**WORK REQUIRED:**
Output every line of the entries from the line containing "of the orange" through the last, exactly, with no other content.

**DATA FOR THIS TASK:**
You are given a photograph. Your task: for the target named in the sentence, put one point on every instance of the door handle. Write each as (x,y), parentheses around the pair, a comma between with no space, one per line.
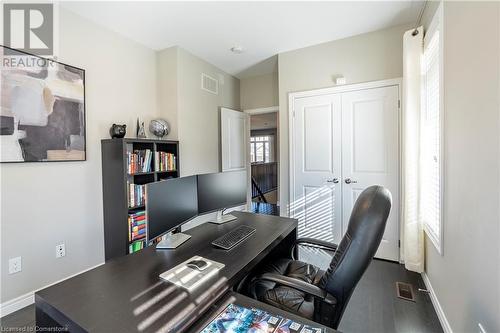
(350,181)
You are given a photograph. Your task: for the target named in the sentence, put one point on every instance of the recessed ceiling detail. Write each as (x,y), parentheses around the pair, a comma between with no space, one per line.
(209,29)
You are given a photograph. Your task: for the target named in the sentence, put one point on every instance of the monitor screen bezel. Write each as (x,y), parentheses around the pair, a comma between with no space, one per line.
(224,208)
(148,239)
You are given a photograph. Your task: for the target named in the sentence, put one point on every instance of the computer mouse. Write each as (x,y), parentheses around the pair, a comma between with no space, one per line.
(197,264)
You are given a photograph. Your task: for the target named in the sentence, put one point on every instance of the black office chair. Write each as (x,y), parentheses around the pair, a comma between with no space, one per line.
(307,291)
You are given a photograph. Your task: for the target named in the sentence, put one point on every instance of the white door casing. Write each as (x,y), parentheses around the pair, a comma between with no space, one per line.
(315,201)
(370,154)
(366,145)
(234,150)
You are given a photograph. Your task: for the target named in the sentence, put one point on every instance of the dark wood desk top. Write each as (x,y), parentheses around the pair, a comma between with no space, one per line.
(126,294)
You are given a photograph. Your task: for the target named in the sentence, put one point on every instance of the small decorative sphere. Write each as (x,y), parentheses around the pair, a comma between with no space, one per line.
(159,127)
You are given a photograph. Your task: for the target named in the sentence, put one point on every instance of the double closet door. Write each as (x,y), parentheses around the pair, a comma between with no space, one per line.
(342,143)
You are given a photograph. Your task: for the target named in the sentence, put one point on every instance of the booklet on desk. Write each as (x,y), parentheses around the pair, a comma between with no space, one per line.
(238,319)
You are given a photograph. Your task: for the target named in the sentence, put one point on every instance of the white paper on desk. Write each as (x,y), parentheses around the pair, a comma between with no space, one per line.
(190,278)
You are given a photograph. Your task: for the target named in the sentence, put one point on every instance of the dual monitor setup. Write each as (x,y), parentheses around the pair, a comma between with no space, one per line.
(173,202)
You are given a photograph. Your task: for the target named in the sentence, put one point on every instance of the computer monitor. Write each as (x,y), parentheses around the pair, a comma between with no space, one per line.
(217,191)
(169,204)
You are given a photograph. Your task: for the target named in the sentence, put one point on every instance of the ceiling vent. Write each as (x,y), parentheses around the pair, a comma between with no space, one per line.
(209,84)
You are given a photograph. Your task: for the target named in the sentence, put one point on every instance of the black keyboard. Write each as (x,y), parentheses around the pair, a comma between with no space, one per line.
(234,237)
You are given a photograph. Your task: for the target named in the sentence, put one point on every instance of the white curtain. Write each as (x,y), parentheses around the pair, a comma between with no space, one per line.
(413,234)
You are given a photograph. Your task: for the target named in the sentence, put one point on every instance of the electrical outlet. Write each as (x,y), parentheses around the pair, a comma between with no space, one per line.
(15,265)
(60,250)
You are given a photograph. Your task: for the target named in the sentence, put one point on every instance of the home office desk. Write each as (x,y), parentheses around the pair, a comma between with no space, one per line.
(126,294)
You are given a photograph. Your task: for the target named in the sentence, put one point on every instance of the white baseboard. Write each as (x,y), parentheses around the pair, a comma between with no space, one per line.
(29,298)
(437,306)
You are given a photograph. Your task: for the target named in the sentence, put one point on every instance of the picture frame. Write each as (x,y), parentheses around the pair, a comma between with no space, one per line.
(42,109)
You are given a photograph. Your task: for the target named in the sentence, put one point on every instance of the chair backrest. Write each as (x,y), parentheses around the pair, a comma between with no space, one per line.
(357,247)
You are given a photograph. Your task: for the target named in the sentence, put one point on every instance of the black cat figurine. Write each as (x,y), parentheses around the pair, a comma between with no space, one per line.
(117,131)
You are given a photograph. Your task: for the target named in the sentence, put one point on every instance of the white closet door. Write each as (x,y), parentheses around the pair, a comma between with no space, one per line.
(370,154)
(315,199)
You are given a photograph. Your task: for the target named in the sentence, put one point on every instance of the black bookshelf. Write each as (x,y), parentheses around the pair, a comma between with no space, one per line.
(115,183)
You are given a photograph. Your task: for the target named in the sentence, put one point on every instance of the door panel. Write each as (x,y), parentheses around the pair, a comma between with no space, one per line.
(315,200)
(233,140)
(370,154)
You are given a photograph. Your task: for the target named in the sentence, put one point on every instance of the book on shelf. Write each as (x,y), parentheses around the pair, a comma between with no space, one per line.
(139,161)
(136,225)
(136,195)
(165,161)
(136,246)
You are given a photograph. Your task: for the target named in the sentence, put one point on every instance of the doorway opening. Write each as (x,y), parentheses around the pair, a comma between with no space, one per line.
(264,157)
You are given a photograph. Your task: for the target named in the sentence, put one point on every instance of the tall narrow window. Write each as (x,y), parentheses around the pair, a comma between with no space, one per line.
(431,135)
(260,149)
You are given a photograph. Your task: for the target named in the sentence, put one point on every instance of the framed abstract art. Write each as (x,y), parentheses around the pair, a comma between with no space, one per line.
(42,109)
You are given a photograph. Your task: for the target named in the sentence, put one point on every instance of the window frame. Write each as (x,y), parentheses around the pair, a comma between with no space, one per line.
(436,25)
(253,148)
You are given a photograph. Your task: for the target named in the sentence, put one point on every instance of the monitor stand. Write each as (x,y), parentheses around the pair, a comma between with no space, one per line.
(172,241)
(223,218)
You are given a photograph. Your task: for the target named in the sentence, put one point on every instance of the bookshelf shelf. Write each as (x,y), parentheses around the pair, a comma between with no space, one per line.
(141,173)
(127,165)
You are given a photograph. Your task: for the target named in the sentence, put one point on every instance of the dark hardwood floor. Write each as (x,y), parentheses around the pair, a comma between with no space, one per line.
(373,307)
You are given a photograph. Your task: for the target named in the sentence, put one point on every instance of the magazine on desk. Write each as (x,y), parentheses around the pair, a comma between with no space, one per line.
(238,319)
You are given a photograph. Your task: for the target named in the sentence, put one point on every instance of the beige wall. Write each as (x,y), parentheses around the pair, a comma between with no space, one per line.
(198,113)
(259,91)
(45,204)
(466,279)
(166,80)
(368,57)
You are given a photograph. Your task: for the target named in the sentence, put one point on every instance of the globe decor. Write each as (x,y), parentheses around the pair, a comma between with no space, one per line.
(159,128)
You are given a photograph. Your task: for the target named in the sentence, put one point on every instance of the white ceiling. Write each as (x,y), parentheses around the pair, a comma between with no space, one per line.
(263,29)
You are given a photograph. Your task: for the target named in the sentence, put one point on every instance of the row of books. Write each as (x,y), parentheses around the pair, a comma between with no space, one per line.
(139,161)
(165,161)
(136,246)
(236,318)
(136,195)
(136,225)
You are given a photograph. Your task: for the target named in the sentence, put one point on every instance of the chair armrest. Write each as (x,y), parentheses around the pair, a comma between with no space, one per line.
(299,285)
(312,242)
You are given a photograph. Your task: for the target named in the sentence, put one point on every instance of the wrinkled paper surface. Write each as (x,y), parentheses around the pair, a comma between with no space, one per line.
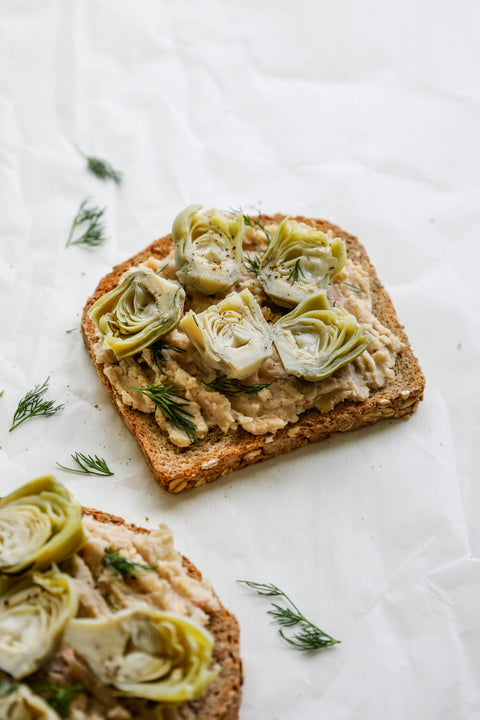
(367,114)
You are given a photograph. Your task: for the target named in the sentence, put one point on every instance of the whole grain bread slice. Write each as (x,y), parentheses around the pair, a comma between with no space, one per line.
(177,469)
(223,696)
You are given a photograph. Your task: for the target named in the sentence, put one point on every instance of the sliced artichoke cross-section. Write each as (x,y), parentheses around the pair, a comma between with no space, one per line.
(232,336)
(33,611)
(300,261)
(314,339)
(23,704)
(40,524)
(143,308)
(146,653)
(208,249)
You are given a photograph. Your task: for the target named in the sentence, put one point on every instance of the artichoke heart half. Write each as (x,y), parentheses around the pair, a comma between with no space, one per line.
(143,308)
(40,524)
(33,611)
(146,653)
(232,336)
(208,250)
(314,339)
(300,261)
(23,704)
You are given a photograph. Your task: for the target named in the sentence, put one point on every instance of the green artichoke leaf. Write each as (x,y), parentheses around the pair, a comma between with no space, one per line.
(34,609)
(232,336)
(146,653)
(208,249)
(314,339)
(299,262)
(40,524)
(143,308)
(23,704)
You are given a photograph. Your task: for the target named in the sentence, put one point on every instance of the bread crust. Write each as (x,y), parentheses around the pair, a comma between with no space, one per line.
(223,697)
(177,469)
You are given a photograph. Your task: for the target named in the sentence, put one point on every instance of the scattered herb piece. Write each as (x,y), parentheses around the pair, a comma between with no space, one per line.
(59,698)
(32,406)
(103,170)
(171,404)
(230,386)
(296,273)
(88,465)
(309,637)
(253,264)
(158,349)
(109,603)
(355,288)
(7,687)
(123,567)
(94,233)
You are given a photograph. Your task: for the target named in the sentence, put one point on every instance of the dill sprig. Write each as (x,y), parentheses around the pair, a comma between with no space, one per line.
(230,386)
(59,698)
(91,218)
(32,405)
(7,687)
(88,465)
(171,404)
(158,349)
(103,170)
(253,264)
(355,288)
(122,566)
(309,637)
(296,272)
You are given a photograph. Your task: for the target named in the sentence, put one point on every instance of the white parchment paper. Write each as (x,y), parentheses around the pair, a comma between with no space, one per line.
(367,114)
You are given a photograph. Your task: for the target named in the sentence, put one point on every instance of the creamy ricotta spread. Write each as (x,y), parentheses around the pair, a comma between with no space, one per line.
(286,397)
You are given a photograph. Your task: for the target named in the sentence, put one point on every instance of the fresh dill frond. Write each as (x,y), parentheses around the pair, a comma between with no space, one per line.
(32,405)
(88,465)
(296,272)
(8,687)
(59,698)
(308,637)
(230,386)
(103,170)
(158,349)
(172,405)
(253,264)
(355,288)
(91,219)
(122,566)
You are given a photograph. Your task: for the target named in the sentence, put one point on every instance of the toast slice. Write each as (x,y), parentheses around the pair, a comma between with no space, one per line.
(173,584)
(180,468)
(223,696)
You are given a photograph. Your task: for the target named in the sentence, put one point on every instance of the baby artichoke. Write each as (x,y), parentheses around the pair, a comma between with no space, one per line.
(23,704)
(33,611)
(232,336)
(146,653)
(40,524)
(143,308)
(299,262)
(314,339)
(208,250)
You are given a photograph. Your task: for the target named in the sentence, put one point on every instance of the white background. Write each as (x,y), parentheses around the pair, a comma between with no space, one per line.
(366,114)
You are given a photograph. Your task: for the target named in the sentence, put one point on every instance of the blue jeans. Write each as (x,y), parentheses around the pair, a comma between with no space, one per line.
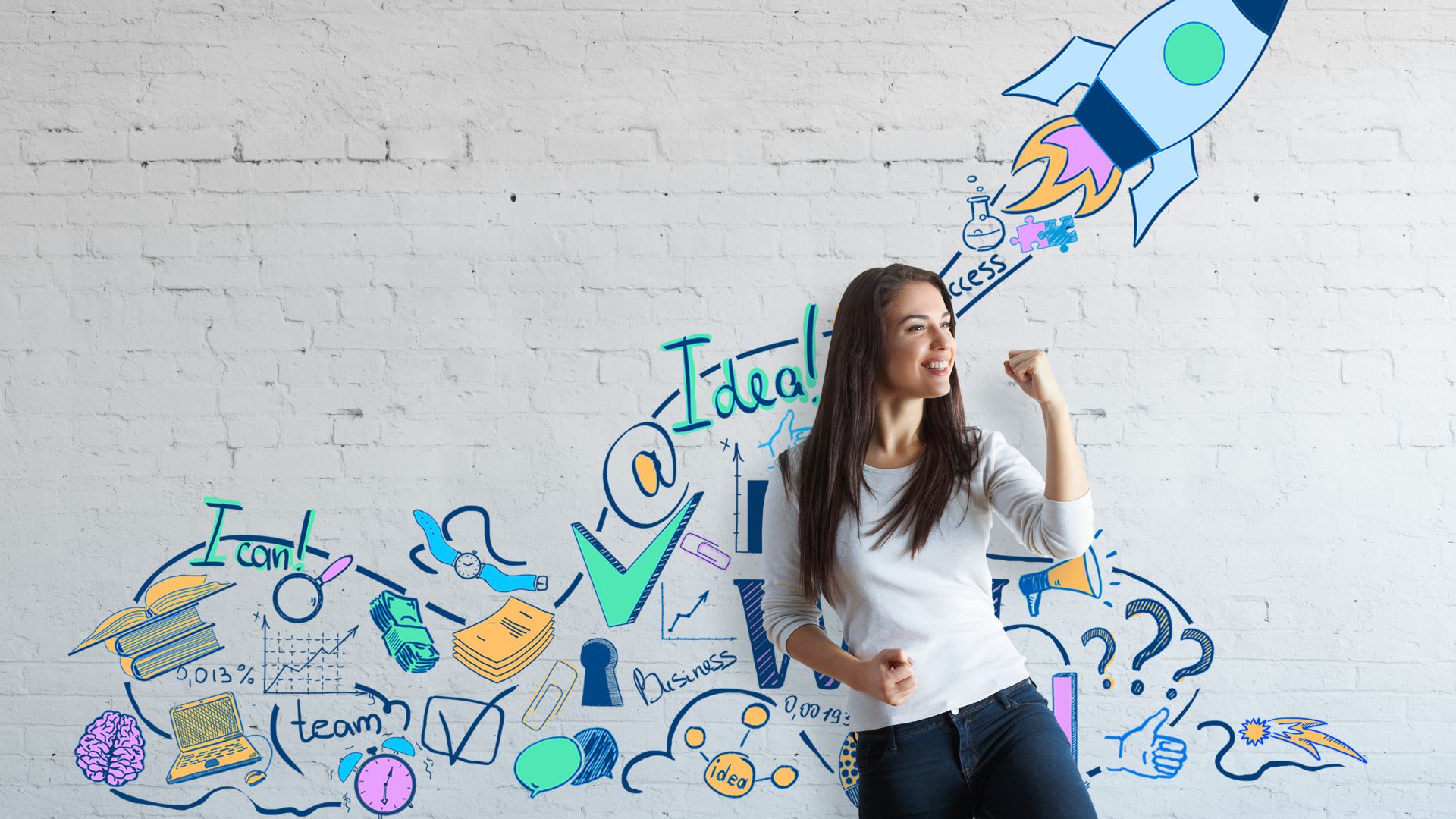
(1001,758)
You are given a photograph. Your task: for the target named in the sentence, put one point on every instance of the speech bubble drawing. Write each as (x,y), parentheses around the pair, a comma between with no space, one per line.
(548,764)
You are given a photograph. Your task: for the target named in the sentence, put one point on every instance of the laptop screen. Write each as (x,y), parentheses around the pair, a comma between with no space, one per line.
(202,722)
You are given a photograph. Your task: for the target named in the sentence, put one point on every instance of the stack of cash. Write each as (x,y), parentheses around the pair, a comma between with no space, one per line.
(405,634)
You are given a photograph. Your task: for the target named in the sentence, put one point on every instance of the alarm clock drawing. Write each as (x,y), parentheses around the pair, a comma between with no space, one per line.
(384,783)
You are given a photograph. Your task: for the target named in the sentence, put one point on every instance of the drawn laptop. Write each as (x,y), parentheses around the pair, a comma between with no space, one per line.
(210,736)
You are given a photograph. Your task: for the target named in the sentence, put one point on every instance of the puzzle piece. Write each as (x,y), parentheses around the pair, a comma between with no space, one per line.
(1059,234)
(1028,237)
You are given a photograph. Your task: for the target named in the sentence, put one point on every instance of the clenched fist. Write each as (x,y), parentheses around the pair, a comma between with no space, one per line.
(1033,373)
(886,676)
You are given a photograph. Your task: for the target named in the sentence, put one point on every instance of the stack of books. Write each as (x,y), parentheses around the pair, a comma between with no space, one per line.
(164,634)
(507,642)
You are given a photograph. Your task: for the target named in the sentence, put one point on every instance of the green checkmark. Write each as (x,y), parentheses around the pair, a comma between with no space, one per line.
(622,591)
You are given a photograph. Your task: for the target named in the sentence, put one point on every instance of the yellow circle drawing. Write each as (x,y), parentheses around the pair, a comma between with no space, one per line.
(730,774)
(849,761)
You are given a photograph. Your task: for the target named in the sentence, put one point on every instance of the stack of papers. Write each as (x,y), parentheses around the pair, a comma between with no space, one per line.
(507,642)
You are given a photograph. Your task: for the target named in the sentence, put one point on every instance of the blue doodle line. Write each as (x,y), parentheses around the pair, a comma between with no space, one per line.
(455,751)
(570,589)
(379,579)
(993,286)
(389,704)
(444,529)
(661,620)
(1156,588)
(452,617)
(805,738)
(1218,758)
(209,795)
(1066,661)
(672,730)
(273,729)
(756,350)
(1185,708)
(414,558)
(949,264)
(145,720)
(254,538)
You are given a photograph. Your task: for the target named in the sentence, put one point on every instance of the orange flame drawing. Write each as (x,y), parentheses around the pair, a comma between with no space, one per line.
(1074,164)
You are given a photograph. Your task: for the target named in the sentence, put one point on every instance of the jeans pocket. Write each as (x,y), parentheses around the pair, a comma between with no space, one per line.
(871,752)
(1025,694)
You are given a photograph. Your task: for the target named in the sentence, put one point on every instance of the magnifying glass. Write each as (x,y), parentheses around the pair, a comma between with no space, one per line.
(334,570)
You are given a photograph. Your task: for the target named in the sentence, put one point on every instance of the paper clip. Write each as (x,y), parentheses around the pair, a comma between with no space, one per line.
(705,550)
(549,697)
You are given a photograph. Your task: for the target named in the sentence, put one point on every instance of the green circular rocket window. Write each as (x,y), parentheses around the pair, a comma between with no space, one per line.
(1193,55)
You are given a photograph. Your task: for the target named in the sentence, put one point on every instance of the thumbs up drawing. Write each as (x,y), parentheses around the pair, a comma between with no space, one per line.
(1145,752)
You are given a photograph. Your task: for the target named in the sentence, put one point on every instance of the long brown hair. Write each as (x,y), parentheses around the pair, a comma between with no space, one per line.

**COMPLETE RESPONSE:**
You are given a photograph. Your task: for the target named in the sentence, put one point on every instance of the orange flame drawing. Write each as (x,y), parentheses around the pair, a comma between with no space, one per line.
(1074,164)
You are given a photograph. Your task: for the target named in the sentence, put one point on every instance of the jeans pocket. Write each as (x,y), parentheses around the pair, a comma between with no space, one per line.
(871,752)
(1025,694)
You are given a photograph. Your task: for the target named in the sentence, put one point on every instance of the magnifying glass. Write each as (x,y), parentheses around the pair, a comma between with no space, one per line.
(334,570)
You are given a photograph. Your task: for the target named in the sentence, put one point on every instance of the paper clip. Write each as (x,y), parentheses around the pair, a comma between with no space, one per line.
(705,550)
(549,697)
You are given a photograph. Your task: for the target named in the sentence, put one point on every instance of the green circular rocket window. Write each as (x,y), parentheses around the pair, a comma between with no space, one per line.
(1193,55)
You are given a photograph. Your task: for the target named in the sentence, put one point on every instance of the thumbs up drawing. Write each as (x,y), parentheses around the pair, a comma between with no space, one per line.
(1145,752)
You are given a photograph. Your task: for the target named in the sentence, put one point on every instance of the long brown hair. Write each as (x,y), parentheses around the pair, a comma between with no space, one per line.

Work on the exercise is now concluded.